──────── Dataset content

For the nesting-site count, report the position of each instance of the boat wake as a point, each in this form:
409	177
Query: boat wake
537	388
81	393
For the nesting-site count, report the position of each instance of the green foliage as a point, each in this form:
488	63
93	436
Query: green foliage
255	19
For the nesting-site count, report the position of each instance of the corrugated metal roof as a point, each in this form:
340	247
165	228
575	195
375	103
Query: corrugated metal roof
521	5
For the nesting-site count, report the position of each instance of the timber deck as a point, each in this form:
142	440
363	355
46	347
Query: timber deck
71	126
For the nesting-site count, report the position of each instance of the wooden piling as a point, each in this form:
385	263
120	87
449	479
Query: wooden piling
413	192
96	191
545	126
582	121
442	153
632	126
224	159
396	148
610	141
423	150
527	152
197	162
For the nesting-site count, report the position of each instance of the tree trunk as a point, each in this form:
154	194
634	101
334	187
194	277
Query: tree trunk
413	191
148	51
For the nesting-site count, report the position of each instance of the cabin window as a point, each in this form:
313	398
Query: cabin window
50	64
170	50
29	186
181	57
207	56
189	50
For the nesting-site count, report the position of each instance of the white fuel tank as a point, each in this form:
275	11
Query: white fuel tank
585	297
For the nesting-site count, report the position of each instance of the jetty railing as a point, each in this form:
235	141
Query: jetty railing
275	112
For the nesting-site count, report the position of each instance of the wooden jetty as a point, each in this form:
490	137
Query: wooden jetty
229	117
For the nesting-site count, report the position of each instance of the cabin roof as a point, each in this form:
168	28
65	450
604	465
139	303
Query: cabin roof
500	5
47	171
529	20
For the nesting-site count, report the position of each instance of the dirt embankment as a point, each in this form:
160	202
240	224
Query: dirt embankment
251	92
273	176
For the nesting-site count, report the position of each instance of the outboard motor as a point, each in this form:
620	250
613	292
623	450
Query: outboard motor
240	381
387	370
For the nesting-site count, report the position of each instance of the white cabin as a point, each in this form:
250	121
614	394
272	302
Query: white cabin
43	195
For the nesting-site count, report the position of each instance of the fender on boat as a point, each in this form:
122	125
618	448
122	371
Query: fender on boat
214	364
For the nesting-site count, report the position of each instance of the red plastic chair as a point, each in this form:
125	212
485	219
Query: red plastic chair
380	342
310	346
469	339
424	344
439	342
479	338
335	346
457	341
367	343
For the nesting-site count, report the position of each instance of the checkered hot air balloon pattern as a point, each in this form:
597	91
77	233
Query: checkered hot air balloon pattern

────────────────

* **Instructions for the task**
Copy out all of the lines above, word for word and in the same order.

* **Result**
For the nesting-site count, report the position of each instance of the boat wake as a point, each in this form:
409	177
Query: boat wake
537	388
81	393
For the nesting-site count, report the position of each instance of the green foliage as a point, each in this form:
488	63
93	436
Query: green foliage
255	19
For the nesting-site count, report the position of each instance of the corrugated metal roof as a point, each in this form:
340	247
165	228
575	195
375	103
Query: corrugated metal roof
521	5
For the nesting-site count, report the position of each instance of the timber deck as a point, each in this form:
142	440
363	355
46	347
Query: timber deck
71	126
For the nesting-site count, report the position of each instance of the wooden piling as a point, each in this form:
385	263
120	87
449	479
Query: wooden piling
413	192
96	191
545	126
582	121
442	153
632	126
224	159
396	148
610	141
423	150
527	152
197	162
For the nesting-site count, report the position of each instance of the tree trunk as a point, each in this form:
154	194
634	101
334	187
194	277
Query: tree trunk
413	191
148	51
For the nesting-site count, report the position of each instance of the cabin window as a point, each in this form:
313	398
Query: cabin window
50	64
170	50
29	186
181	57
207	56
189	50
For the nesting-site count, report the position of each instance of the white fuel tank as a point, each in this form:
275	11
Query: white fuel tank
585	297
For the nesting-site count, report the position of each instance of the jetty railing as a point, each in this form:
235	141
Query: jetty railing
275	112
For the nesting-site count, report the position of each instance of the wooden jetty as a point, each in this form:
490	137
Query: wooden jetty
229	117
For the nesting-site count, report the position of each instance of the cabin roof as a point, each in this form:
168	28
65	450
604	465
139	303
Query: cabin roof
500	5
47	171
529	20
For the nesting-site count, report the position of each instance of the dirt embankment as a point, each in this form:
160	202
240	224
Query: dirt embankment
251	92
273	176
For the nesting-site count, report the position of each instance of the outboard motor as a point, each in this form:
620	250
613	292
623	450
Query: outboard motor
240	381
387	370
For the nesting-site count, report the position of each instance of the white cabin as a point, each in this form:
250	121
614	394
272	302
Query: white cabin
43	195
For the nesting-site count, report the position of each instance of the fender on boat as a point, each in this form:
122	125
618	448
122	371
Query: fender on boat
214	364
For the nesting-site count, report the position of each instance of the red plastic chair as a point, each in this form:
125	212
485	219
Query: red plastic chair
380	342
310	346
469	339
424	344
439	342
479	338
335	346
457	341
367	343
For the nesting-site count, report the position of each instance of the checkered hot air balloon pattern as a point, each in this form:
597	91
77	233
Query: checkered hot air balloon pattern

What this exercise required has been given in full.